• **Selection**
+ + + + + + +
Jo Reed: So because you also handle the mechanics, what are the challenges of not only restoring the carvings of carousels, but actually ensuring that the mechanical components are functioning smoothly for carousels that you're restoring?

Todd Goings: That's kind of the reality side of things, the romance of the carousel, as everybody likes to think of it, is the animals and the lights and all that other type of stuff, but in reality, it's a pretty serious piece of equipment. It's an amusement device that handles people, runs them around in a circle for three and a half minutes, and this cycle keeps going on and on. So in today's world where we have ride safety standards that we have to meet with carousels. That kind of sobers everybody up a little bit, to make sure that the work that we're doing is properly engineered, and properly executed. Personal safety is number one in my world. It's hard to describe all the stuff that goes into that. It gets so intense because it is an amusement device and the carvings, as great as they are, boils down to they're just a fancy seat on that amusement device.

Jo Reed: I love those fancy seats. I've really come to realize, having grown up in New York City, I grew up with a number of carousels.

Todd Goings: New York City had some great ones.

Jo Reed: And still does. You restored ones like the B&B carousel at Coney Island and Prospect Park's carousel. What are some of the other sort of historic restoration projects that you've worked on that have been really rewarding for you?

Todd Goings: I think they're all rewarding on restoration because it's paying homage to the people who really thought carousels up. I wasn't anything special, I just copied what they did. Being able to keep that tradition alive, and honor their craftsmanship and their skills. We've worked on Jane's Carousel in Brooklyn Bridge Park, the B&B carousel in Coney Island. We take care of a lot of carousels all around the country. We did a really great machine, not as fancy as some of the bigger ones, but still near and dear to the people's heart out in Hydro, Oklahoma, where a small community out there has a carousel in their town, and we were instrumental in being able to save it and bring it back to its former glory. Those are the ones that you really get attached to, because you meet the people and you see how hard they worked to get the carousel to this spot. To get it back together, it's just amazing, the people that you meet that are working on these carousels. To be able to just be a part and do our part in connecting with these communities from all over the country, and the people from all over the country, to save something that's so near and dear to their hearts is just very rewarding to me personally. Working on a carousel that's 100 years old. The time that I spent on it, the 20, 30 years that I've been acquainted with any one particular carousel, it's just a small time of its life. My job is to care for it, preserve it and get it to the next generation, like somebody did before me. That's very rewarding.
+ + + + + + +
• **Data excerpts**
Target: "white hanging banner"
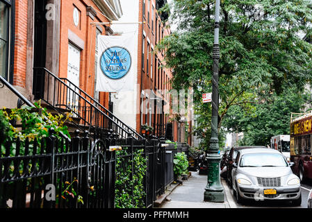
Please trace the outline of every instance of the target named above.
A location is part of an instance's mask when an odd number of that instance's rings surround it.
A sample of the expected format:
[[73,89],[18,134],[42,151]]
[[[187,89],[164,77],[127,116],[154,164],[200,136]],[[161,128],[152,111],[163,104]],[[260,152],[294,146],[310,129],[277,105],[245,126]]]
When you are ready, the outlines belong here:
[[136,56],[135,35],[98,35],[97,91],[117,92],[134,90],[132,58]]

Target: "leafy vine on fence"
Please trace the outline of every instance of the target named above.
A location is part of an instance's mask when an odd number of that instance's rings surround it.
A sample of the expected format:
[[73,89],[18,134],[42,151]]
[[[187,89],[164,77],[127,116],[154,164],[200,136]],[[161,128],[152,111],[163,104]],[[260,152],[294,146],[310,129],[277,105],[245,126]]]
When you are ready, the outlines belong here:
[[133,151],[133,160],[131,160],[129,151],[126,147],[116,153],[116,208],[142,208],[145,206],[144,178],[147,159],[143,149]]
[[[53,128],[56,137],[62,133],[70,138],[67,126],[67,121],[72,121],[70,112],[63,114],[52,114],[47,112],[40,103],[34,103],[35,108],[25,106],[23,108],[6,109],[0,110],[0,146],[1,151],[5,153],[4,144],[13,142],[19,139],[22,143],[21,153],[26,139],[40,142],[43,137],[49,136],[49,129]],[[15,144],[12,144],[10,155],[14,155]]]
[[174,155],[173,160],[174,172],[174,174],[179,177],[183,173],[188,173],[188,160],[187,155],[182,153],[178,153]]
+ + + + + + +
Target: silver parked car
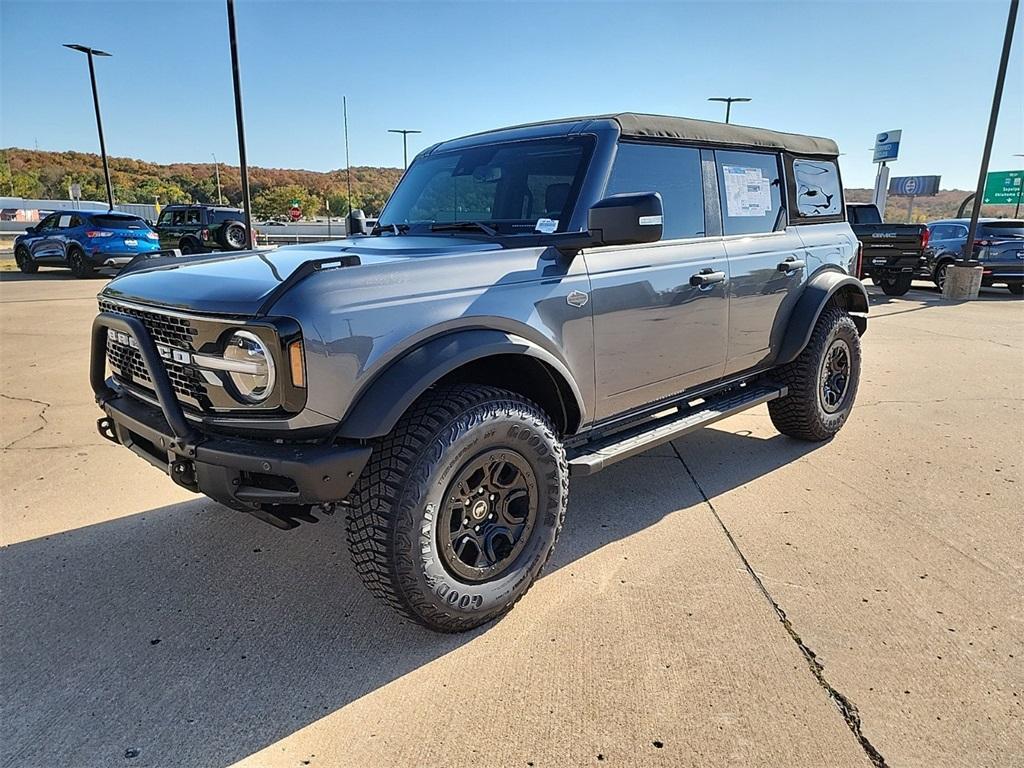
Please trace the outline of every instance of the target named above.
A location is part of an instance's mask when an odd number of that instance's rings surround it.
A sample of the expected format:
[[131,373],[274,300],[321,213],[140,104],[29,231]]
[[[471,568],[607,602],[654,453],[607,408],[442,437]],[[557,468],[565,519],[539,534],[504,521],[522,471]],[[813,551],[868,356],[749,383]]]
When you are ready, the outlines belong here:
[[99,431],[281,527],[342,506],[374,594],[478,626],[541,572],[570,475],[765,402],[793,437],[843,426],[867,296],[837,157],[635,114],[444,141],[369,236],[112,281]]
+ + + + + + +
• **Written task**
Reproduce verbatim the passage of the carousel interview from "Todd Goings: New" up to and including "rewarding for you?".

• **Full answer**
Todd Goings: New York City had some great ones.

Jo Reed: And still does. You restored ones like the B&B carousel at Coney Island and Prospect Park's carousel. What are some of the other sort of historic restoration projects that you've worked on that have been really rewarding for you?